> [Your instructions]:
Write out the lines below verbatim, covering the stretch from the line containing "carved stone scroll" through the end of the records, both ends included.

[Extracted records]

◇ ◇ ◇ ◇

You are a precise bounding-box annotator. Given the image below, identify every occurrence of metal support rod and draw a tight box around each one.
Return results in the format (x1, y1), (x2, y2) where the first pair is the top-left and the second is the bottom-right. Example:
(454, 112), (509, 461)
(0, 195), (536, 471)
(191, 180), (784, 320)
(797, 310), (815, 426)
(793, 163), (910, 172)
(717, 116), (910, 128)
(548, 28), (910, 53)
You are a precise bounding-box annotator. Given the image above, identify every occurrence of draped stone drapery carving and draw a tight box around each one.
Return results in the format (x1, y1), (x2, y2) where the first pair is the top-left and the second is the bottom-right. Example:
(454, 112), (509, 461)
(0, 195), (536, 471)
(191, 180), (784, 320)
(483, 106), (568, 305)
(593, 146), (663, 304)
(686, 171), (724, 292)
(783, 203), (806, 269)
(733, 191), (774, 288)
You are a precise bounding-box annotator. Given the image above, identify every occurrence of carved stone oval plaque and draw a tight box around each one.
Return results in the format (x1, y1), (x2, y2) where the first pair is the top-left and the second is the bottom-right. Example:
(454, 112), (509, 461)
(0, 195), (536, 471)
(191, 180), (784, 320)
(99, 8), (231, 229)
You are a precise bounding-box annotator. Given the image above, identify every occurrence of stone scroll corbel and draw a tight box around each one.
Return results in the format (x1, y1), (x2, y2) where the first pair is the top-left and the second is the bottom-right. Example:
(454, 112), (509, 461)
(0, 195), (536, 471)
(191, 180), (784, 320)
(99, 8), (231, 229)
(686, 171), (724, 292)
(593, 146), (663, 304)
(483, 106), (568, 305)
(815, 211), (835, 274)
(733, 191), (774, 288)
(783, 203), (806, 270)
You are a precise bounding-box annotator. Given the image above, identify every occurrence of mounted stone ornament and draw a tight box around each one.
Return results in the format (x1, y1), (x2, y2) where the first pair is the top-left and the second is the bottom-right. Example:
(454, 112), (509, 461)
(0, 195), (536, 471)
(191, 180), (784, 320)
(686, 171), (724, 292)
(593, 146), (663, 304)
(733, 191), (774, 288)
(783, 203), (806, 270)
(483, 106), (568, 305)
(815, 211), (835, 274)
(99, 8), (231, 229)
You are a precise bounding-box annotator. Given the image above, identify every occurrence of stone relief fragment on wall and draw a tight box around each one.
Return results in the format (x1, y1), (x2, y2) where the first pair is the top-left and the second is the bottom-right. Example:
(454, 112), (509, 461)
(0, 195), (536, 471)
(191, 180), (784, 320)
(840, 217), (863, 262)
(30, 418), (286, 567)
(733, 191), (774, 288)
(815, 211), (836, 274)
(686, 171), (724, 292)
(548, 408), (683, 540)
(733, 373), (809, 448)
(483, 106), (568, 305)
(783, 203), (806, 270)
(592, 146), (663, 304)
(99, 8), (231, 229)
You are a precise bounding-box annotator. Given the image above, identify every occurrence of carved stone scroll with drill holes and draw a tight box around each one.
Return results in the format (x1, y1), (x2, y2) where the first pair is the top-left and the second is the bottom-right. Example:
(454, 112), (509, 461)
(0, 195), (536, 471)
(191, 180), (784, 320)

◇ ◇ ◇ ◇

> [Exercise result]:
You are a precise bounding-box annotator. Given the image above, identify every occurrence of carved stone scroll with drill holes and draw a tight box around each one.
Return results in the format (x1, y1), (x2, y2) where the first pair is the top-left and the second is the bottom-right. Example:
(454, 112), (509, 461)
(0, 195), (536, 471)
(191, 180), (784, 320)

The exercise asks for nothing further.